= Bagian Dokumen =
Misalnya saja faktor usia, terbatasnya harta benda, pendidikan, pekerjaan dan
penghasilan.
Angell (dalam Ross, 1967: 130) mengatakan partisipasi yang tumbuh dalam
masyarakat dipengaruhi oleh banyak faktor. Faktor-faktor yang mempengaruhi
kecenderungan seseorang dalam berpartisipasi, yaitu:
1. Usia
Faktor usia merupakan faktor yang mempengaruhi sikap seseorang terhadap
kegiatan-kegiatan kemasyarakatan yang ada. Mereka dari kelompok usia menengah
ke atas dengan keterikatan moral kepada nilai dan norma masyarakat yang lebih
mantap, cenderung lebih banyak yang berpartisipasi daripada mereka yang dari
kelompok usia lainnya.
2. Jenis kelamin
Nilai yang cukup lama dominan dalam kultur berbagai bangsa mengatakan bahwa
pada dasarnya tempat perempuan adalah “di dapur” yang berarti bahwa dalam
banyak masyarakat peranan perempuan yang terutama adalah mengurus rumah tangga,
akan tetapi semakin lama nilai peran perempuan tersebut telah bergeser dengan
adanya gerakan emansipasi dan pendidikan perempuan yang semakin baik.
3. Pendidikan
Dikatakan sebagai salah satu syarat mutlak untuk berpartisipasi. Pendidikan
dianggap dapat mempengaruhi sikap hidup seseorang terhadap lingkungannya, suatu
sikap yang diperlukan bagi peningkatan kesejahteraan seluruh masyarakat.
4. Pekerjaan dan
penghasilan
Hal ini tidak dapat dipisahkan satu sama lain karena pekerjaan seseorang
akan menentukan berapa penghasilan yang akan diperolehnya. Pekerjaan dan
penghasilan yang baik dan mencukupi kebutuhan sehari-hari dapat mendorong
seseorang untuk berpartisipasi dalam kegiatan-kegiatan masyarakat.
Pengertiannya bahwa untuk berpartisipasi dalam suatu kegiatan, harus didukung
oleh suasana yang mapan perekonomian.
5. Lamanya
tinggal
Lamanya seseorang tinggal dalam lingkungan tertentu dan pengalamannya
berinteraksi dengan lingkungan tersebut akan berpengaruh pada partisipasi
seseorang. Semakin lama ia tinggal dalam lingkungan tertentu, maka rasa memiliki
terhadap lingkungan cenderung lebih terlihat dalam partisipasinya yang besar
dalam setiap kegiatan lingkungan tersebut.

= Materi yang Diberikan =
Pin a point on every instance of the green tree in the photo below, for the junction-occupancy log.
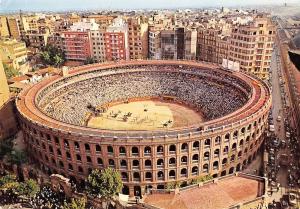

= Tugas yang Diberikan 1 =
Salin bagian teks tentang faktor partisipasi masyarakat, mulai dari "2. Jenis kelamin" sampai dengan "yang semakin baik.", tanpa mengubah apa pun.
= Tugas yang Diberikan 2 =
Tuliskan lanjutan teks tentang faktor partisipasi masyarakat, dimulai setelah kalimat terakhirnya.

= Hasil Akhir 1 =
2. Jenis kelamin
Nilai yang cukup lama dominan dalam kultur berbagai bangsa mengatakan bahwa
pada dasarnya tempat perempuan adalah “di dapur” yang berarti bahwa dalam
banyak masyarakat peranan perempuan yang terutama adalah mengurus rumah tangga,
akan tetapi semakin lama nilai peran perempuan tersebut telah bergeser dengan
adanya gerakan emansipasi dan pendidikan perempuan yang semakin baik.

= Hasil Akhir 2 =
Sedangkan menurut
Holil (1980: 9-10), unsur-unsur dasar partisipasi sosial yang juga dapat
mempengaruhi partisipasi masyarakat adalah:
- Kepercayaan diri masyarakat;
- Solidaritas dan integritas sosial masyarakat;
- Tanggungjawab sosial dan komitmen masyarakat;
- Kemauan dan kemampuan untuk mengubah atau
memperbaiki keadaan dan membangun atas kekuatan sendiri;
- Prakarsa masyarakat atau prakarsa perseorangan
yang diterima dan diakui sebagai/menjadi milik masyarakat;
- Kepentingan umum murni, setidak-tidaknya umum
dalam lingkungan masyarakat yang bersangkutan, dalam pengertian bukan
kepentingan umum yang semu karena penunggangan oleh kepentingan perseorangan
atau sebagian kecil dari masyarakat;
- Organisasi, keputusan rasional dan efisiensi
usaha;
- Musyawarah untuk mufakat dalam pengambilan
keputusan;
- Kepekaan dan ketanggapan masyarakat terhadap
masalah, kebutuhan-kebutuhan dan kepentingan-kepentingan umum masyarakat.
Faktor yang mempengaruhi partisipasi masyarakat dalam suatu program juga
dapat berasal dari unsur luar/lingkungan. Menurut Holil (1980: 10) ada 4 poin
yang dapat mempengaruhi partisipasi masyarakat yang berasal dari
luar/lingkungan, yaitu:
- Komunikasi yang intensif antara sesama warga
masyarakat, antara warga masyarakat dengan pimpinannya serta antara sistem
sosial di dalam masyarakat dengan sistem di luarnya;
- Iklim sosial, ekonomi, politik dan budaya, baik
dalam kehidupan keluarga, pergaulan, permainan, sekolah maupun masyarakat
dan bangsa yang menguntungkan bagi serta mendorong tumbuh dan
berkembangnya partisipasi masyarakat;
- Kesempatan untuk berpartisipasi. Keadaan
lingkungan serta proses dan struktur sosial, sistem nilai dan norma-norma
yang memungkinkan dan mendorong terjadinya partisipasi sosial;
- Kebebasan untuk berprakarsa dan berkreasi.
Lingkungan di dalam keluarga masyarakat atau lingkungan politik, sosial,
budaya yang memungkinkan dan mendorong timbul dan berkembangnya prakarsa,
gagasan, perseorangan atau kelompok.